Rows from a dataset
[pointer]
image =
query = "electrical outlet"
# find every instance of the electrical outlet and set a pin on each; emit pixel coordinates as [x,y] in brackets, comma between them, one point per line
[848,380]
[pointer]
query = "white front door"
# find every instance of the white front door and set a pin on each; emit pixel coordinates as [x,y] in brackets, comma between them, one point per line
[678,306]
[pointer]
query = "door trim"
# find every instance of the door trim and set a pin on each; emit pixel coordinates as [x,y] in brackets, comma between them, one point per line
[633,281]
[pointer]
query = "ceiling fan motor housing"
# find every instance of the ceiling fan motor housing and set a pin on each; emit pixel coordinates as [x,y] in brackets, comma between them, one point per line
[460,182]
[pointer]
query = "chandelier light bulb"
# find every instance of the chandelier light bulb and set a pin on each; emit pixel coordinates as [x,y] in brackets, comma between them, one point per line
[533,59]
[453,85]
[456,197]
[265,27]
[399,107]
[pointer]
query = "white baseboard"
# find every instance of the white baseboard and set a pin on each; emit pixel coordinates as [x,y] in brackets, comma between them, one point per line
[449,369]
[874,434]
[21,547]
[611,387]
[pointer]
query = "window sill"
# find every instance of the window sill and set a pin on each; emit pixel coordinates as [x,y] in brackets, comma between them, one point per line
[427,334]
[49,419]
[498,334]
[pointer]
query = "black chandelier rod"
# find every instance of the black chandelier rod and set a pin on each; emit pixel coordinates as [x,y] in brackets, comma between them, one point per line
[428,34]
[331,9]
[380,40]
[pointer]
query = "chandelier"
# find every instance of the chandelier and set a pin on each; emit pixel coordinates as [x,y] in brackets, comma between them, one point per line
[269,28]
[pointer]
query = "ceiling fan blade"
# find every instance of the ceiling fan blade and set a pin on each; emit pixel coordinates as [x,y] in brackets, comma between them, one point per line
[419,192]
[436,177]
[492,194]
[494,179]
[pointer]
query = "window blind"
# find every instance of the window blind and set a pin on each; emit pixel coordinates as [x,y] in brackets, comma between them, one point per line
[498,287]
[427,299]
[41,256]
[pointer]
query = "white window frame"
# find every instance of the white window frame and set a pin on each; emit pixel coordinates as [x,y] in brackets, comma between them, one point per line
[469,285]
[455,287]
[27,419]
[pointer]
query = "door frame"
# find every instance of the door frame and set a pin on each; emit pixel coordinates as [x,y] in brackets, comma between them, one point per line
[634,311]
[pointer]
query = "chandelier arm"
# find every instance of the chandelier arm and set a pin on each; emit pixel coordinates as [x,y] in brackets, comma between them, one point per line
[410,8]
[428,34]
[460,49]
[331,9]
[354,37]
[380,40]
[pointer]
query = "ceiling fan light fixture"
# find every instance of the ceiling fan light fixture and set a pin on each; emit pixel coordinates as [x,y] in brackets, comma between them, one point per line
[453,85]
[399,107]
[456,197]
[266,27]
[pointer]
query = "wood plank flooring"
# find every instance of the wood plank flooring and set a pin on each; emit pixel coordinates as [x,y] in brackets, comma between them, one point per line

▶ [What is required]: Please return the data above exactly as given.

▶ [Response for this exercise]:
[pointer]
image =
query = "electrical outlet"
# find every instance of the electrical outlet and set a pin on each; emit pixel coordinates as [x,y] in brackets, comma between them, one point per line
[848,380]
[pointer]
query = "white front door"
# find every instance of the white front door and set a pin on each; emit pixel coordinates as [x,y] in brackets, comma between them, one point per line
[678,306]
[pointer]
query = "door trim"
# find every instance of the door trim and set a pin on each; emit pixel coordinates as [x,y] in brackets, comma between them, one point per line
[633,281]
[pointer]
query = "ceiling fan motor housing"
# find every instance of the ceiling fan motor housing and set a pin on each; emit pixel coordinates as [x,y] in brackets, comma between them, one point per line
[460,182]
[pointer]
query = "chandelier light bulb"
# find every instance of the chandelier light bulb and set a pin on each; emit pixel coordinates as [x,y] in brackets, comma between them, one point per line
[533,59]
[453,85]
[456,197]
[265,27]
[399,107]
[pointer]
query = "white baseboard"
# find every instance of the white baseboard and set a pin on each; emit pixel coordinates as [x,y] in brackets, comma between them, one point per line
[449,369]
[874,434]
[21,547]
[611,387]
[pointer]
query = "window sill"
# find every instance of the window sill and set a pin on each; emit pixel coordinates as [x,y] in brackets, comma between them, one point per line
[427,334]
[49,419]
[498,334]
[pointer]
query = "black chandelier rod"
# find every instance of the black chandelier rod and set a pin on each; emit pixel coordinates as [x,y] in brackets, comma between them, one point per line
[428,34]
[331,9]
[380,40]
[pointer]
query = "chandelier"
# find every instance of the chandelier and set a pin on each; emit pixel coordinates as [x,y] in brackets, comma between them, one point per line
[269,28]
[pointer]
query = "ceiling fan blade"
# find every instance of the ceiling fan blade and set a pin on each; emit pixel coordinates as [x,y] in brackets, comma between them, one point per line
[419,192]
[436,177]
[492,194]
[494,179]
[pointer]
query = "window blind"
# find every instance of the window blind and set a pin on each; emit pixel coordinates as [x,y] in brackets, comma between them, one point per line
[498,287]
[427,299]
[41,256]
[pointer]
query = "white window frame"
# find every instance of the white window frame and set a pin on each; emit pixel coordinates as [x,y] in brackets, comma between them, one point per line
[469,285]
[455,287]
[27,419]
[pointer]
query = "door frame"
# find every instance of the door frame and set a pin on each; emit pixel coordinates as [x,y] in brackets, comma between them, one point per line
[634,311]
[pointer]
query = "chandelier arm"
# find every instance of the chandelier arm and set a pin on each; emit pixel coordinates as [x,y] in brackets, comma between them, one point per line
[410,8]
[428,34]
[460,49]
[331,9]
[354,37]
[380,40]
[pointer]
query = "ceiling fan light fixture"
# find every instance of the ceiling fan light fixture and set a pin on each; emit pixel coordinates as [x,y] in brackets, comma between them, one point per line
[453,85]
[399,107]
[456,197]
[266,27]
[pointer]
query = "wood plank flooring"
# find every instance of the wood plank flooring and set a pin on each; emit pixel coordinates as [x,y] in brackets, comma between them, one point per line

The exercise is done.